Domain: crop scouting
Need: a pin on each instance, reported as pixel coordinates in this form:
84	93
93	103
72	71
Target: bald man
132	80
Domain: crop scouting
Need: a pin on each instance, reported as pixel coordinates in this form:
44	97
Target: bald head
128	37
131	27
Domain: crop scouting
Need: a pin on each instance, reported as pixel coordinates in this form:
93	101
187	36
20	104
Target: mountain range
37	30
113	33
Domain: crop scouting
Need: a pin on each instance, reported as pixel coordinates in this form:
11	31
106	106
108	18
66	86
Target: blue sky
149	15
- - -
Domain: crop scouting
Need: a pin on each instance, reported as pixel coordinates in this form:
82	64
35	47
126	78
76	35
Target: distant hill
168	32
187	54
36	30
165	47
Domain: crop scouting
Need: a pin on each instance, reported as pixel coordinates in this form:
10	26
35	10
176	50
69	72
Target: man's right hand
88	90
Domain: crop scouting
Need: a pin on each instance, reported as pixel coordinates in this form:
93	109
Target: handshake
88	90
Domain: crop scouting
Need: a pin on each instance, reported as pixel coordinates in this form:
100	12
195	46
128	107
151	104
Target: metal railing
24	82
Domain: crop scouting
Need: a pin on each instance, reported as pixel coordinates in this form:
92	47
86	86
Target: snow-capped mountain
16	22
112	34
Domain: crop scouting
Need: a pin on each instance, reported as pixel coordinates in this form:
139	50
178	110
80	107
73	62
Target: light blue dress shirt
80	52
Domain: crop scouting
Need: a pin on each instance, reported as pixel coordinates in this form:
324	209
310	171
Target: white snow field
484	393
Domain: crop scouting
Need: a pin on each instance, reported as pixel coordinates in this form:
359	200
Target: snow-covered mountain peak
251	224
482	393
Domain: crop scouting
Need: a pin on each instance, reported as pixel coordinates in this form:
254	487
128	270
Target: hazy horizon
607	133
- - -
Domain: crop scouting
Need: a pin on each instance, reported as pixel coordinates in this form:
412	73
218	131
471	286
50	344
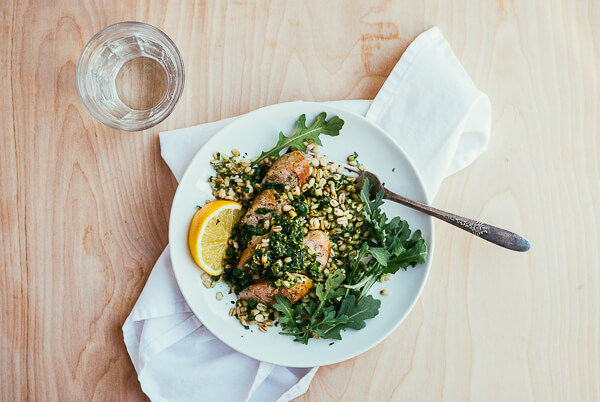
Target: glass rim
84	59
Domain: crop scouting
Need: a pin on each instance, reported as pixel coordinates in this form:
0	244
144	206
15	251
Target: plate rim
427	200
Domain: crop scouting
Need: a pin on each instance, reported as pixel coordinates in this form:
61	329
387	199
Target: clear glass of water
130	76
- - -
**Short problem**
Count the lines in the records above that contain the word "mountain", and reply with the number alone.

**Exercise solution**
3